[Opening MATERIAL FOR THIS TASK section]
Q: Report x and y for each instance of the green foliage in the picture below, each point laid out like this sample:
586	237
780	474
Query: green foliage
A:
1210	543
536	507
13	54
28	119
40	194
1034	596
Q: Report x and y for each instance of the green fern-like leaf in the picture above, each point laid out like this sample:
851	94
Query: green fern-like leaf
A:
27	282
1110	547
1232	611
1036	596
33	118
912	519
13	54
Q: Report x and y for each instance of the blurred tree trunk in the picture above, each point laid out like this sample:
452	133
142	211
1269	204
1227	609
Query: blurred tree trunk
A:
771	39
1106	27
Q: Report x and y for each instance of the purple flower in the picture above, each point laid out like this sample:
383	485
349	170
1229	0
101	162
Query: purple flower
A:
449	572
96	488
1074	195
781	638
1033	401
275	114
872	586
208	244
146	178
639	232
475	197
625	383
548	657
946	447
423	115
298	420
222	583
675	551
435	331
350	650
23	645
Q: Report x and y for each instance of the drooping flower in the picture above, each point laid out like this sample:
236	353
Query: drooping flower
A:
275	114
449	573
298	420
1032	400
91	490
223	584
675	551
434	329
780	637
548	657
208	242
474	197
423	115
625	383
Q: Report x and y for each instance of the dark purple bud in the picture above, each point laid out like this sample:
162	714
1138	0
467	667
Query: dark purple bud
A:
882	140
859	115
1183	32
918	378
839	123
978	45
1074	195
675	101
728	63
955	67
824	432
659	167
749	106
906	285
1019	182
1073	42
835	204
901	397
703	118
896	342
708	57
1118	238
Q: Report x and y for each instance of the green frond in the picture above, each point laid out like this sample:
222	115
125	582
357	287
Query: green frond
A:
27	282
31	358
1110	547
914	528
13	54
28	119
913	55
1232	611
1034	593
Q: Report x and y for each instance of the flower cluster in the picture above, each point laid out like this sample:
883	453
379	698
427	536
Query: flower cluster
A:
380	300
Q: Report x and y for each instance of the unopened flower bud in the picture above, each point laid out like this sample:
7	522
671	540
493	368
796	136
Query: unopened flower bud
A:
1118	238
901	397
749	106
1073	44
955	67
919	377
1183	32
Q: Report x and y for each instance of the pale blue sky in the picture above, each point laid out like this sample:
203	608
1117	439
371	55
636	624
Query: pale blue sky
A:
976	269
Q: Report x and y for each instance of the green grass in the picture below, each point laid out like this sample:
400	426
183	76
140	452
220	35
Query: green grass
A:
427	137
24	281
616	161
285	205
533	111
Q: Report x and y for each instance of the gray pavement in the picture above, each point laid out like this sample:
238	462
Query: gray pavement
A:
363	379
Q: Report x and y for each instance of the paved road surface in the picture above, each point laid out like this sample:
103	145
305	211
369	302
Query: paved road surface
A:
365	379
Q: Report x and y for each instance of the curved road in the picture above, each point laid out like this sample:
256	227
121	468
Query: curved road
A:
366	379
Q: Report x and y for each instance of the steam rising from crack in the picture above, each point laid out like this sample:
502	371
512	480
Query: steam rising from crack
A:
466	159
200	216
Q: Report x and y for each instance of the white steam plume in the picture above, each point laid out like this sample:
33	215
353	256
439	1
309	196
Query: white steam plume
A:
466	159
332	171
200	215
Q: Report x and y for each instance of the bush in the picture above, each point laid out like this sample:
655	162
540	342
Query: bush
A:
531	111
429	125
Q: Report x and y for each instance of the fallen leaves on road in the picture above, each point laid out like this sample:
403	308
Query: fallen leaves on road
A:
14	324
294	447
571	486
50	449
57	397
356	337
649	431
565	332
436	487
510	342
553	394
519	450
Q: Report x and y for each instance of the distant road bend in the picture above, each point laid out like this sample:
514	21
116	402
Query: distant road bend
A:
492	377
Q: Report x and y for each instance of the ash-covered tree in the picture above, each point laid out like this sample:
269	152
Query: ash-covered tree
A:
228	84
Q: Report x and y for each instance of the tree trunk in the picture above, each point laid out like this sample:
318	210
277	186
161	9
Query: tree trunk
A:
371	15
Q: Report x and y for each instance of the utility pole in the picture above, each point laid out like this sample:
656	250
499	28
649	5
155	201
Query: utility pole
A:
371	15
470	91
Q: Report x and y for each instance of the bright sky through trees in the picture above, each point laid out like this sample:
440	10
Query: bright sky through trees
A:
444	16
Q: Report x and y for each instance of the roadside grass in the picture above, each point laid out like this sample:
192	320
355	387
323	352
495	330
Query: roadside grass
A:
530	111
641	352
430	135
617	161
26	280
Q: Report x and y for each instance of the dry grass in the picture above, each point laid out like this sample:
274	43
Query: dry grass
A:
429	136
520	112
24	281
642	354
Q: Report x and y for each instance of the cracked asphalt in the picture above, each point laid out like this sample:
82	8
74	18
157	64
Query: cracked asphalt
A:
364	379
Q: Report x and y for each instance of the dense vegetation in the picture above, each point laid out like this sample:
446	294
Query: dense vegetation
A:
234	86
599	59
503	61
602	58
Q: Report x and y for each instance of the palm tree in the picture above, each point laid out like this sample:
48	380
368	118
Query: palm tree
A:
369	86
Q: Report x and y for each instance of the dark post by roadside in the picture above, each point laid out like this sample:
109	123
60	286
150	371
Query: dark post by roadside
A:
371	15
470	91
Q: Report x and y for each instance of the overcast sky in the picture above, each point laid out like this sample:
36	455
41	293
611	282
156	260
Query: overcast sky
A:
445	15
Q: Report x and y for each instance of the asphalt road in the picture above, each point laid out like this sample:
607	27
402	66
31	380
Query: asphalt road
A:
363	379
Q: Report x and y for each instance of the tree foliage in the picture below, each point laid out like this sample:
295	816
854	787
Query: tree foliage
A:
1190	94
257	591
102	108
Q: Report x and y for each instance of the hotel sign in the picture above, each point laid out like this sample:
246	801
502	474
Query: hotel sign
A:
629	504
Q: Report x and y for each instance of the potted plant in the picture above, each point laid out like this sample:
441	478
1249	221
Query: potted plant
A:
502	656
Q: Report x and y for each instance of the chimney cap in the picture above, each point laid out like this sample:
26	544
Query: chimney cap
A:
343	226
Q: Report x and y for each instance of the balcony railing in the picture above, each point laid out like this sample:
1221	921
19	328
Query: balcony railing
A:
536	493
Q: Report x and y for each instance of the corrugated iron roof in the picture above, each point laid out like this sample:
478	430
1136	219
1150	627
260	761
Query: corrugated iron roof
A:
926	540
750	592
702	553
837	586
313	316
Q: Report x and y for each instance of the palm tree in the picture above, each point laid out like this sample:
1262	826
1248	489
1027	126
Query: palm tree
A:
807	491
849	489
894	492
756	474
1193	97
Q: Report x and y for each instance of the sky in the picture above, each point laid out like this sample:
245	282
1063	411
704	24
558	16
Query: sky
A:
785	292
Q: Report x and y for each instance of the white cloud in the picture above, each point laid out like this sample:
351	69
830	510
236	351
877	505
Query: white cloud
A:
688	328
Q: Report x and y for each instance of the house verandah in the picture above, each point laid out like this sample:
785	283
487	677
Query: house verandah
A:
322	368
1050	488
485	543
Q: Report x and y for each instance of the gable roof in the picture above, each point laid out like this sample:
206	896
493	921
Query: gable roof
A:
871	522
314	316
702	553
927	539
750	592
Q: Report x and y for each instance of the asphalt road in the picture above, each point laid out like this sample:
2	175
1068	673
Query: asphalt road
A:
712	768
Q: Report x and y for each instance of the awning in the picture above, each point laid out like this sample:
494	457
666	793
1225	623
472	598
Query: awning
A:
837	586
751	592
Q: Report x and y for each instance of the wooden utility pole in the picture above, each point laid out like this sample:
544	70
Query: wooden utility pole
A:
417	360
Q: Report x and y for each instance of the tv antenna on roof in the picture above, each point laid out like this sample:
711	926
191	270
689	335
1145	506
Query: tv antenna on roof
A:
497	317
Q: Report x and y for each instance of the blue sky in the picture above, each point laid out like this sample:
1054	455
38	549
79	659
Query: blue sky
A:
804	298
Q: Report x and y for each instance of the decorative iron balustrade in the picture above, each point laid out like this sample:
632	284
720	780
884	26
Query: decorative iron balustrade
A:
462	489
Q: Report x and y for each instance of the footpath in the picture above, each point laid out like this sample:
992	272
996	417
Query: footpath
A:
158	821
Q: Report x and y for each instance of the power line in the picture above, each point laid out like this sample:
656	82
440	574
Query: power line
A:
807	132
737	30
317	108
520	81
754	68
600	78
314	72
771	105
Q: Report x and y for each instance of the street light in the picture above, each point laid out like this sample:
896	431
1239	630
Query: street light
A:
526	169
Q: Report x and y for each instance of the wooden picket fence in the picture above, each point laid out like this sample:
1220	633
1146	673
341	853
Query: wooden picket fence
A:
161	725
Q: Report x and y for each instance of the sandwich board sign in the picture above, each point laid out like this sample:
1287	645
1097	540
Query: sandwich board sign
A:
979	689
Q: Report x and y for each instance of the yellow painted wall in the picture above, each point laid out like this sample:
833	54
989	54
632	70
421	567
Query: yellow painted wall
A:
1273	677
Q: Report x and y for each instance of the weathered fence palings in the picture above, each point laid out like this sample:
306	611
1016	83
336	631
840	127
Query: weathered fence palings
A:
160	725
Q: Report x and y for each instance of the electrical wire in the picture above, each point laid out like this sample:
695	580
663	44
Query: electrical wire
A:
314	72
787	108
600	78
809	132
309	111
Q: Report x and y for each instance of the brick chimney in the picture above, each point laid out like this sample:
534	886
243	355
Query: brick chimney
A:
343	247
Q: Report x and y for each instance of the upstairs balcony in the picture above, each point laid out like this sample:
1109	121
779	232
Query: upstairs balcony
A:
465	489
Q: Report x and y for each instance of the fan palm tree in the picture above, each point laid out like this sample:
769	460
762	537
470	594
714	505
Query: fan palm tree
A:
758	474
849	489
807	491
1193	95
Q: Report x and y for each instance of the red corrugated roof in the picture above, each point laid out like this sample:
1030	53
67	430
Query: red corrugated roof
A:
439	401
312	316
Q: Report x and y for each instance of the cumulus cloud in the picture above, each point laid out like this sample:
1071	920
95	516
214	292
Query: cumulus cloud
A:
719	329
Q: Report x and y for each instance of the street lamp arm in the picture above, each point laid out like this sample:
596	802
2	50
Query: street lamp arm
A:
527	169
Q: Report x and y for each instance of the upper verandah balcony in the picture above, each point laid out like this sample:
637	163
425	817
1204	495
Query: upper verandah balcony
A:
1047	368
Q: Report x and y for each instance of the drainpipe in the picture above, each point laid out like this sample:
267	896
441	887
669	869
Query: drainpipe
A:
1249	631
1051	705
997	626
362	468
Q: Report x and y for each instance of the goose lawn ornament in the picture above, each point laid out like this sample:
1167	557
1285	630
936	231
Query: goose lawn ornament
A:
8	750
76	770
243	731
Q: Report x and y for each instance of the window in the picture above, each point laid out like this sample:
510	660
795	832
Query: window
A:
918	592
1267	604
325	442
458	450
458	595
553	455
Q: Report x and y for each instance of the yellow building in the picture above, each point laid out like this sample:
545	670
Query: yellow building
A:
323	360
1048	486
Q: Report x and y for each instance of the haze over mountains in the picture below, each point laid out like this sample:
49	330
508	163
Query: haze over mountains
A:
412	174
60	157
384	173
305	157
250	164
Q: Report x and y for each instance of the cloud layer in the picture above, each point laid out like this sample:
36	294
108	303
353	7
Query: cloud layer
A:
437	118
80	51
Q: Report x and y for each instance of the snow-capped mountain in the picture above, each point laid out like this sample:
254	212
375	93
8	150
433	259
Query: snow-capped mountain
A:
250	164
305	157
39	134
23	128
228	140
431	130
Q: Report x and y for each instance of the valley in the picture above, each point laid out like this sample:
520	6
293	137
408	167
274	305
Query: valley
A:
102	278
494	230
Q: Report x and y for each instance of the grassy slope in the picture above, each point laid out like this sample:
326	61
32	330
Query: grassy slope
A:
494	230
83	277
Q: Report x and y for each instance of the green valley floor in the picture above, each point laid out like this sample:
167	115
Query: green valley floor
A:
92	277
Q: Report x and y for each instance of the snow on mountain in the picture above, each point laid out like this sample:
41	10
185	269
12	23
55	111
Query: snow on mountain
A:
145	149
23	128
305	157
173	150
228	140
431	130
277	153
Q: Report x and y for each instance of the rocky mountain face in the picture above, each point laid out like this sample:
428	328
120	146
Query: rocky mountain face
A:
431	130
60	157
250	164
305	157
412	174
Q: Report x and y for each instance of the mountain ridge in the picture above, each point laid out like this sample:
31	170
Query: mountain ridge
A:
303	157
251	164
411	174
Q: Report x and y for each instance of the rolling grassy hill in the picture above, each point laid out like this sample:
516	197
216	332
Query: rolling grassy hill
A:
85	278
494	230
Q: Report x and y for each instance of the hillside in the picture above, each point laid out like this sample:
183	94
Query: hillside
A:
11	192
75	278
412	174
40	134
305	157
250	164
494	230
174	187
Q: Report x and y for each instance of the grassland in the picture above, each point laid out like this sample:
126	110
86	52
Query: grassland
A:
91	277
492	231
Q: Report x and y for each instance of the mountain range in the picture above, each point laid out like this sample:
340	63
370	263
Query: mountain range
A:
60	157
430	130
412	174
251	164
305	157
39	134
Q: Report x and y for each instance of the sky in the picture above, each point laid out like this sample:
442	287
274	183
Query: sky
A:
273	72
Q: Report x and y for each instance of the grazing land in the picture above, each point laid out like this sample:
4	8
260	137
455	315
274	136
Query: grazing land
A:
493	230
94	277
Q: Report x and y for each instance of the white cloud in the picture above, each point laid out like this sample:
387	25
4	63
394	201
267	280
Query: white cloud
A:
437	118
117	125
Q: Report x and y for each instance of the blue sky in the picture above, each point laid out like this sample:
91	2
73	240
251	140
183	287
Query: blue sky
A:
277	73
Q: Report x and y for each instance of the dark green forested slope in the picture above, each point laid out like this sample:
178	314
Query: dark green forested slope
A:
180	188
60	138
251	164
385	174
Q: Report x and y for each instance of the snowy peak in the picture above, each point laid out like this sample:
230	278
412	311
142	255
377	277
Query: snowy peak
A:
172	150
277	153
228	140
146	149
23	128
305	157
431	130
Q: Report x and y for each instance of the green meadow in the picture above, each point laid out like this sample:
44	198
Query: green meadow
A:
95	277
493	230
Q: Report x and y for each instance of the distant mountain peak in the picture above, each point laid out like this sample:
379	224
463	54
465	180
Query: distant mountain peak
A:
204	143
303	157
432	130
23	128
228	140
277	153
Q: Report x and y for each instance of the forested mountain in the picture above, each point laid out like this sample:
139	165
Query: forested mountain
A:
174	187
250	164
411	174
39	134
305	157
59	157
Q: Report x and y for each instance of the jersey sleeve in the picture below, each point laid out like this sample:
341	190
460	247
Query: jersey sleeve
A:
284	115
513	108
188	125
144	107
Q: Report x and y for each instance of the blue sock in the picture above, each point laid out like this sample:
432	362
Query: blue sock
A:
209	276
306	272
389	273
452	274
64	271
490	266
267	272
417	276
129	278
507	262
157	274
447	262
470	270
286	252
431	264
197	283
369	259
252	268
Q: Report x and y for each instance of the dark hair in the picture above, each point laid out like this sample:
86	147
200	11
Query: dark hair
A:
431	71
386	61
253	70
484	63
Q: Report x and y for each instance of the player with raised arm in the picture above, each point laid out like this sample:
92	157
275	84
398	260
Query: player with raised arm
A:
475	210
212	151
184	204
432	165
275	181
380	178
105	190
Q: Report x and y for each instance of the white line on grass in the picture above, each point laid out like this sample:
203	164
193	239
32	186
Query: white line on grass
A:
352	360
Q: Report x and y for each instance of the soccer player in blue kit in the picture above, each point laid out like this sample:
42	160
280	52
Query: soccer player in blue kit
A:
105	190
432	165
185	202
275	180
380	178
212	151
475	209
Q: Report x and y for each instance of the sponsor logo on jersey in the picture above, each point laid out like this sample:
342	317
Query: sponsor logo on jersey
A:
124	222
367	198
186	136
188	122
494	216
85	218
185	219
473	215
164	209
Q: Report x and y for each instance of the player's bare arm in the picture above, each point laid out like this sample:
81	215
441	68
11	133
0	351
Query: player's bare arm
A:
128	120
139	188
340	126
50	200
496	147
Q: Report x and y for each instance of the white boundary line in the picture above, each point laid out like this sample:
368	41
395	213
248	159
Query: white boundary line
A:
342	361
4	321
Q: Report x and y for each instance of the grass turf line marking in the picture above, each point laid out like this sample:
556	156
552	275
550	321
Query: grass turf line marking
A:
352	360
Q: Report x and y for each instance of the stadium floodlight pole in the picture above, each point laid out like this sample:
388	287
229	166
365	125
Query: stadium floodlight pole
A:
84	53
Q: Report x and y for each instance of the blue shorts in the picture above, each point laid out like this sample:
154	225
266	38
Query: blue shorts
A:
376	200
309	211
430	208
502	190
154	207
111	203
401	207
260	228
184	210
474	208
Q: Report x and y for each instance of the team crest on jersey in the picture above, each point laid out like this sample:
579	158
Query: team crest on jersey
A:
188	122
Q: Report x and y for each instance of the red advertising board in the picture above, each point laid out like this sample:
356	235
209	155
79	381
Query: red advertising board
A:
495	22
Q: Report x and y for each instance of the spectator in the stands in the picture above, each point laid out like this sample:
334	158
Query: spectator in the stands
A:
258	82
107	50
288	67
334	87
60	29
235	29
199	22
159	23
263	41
[Closing MATERIAL FOR THIS TASK section]
TRY IT:
Each line above that contains the string "rocky" should be identified and copied.

ANSWER SECTION:
Q: Report x and y for each instance of the rocky mountain face in the picture above, each point laid out like this sample:
Query: rocky mountain face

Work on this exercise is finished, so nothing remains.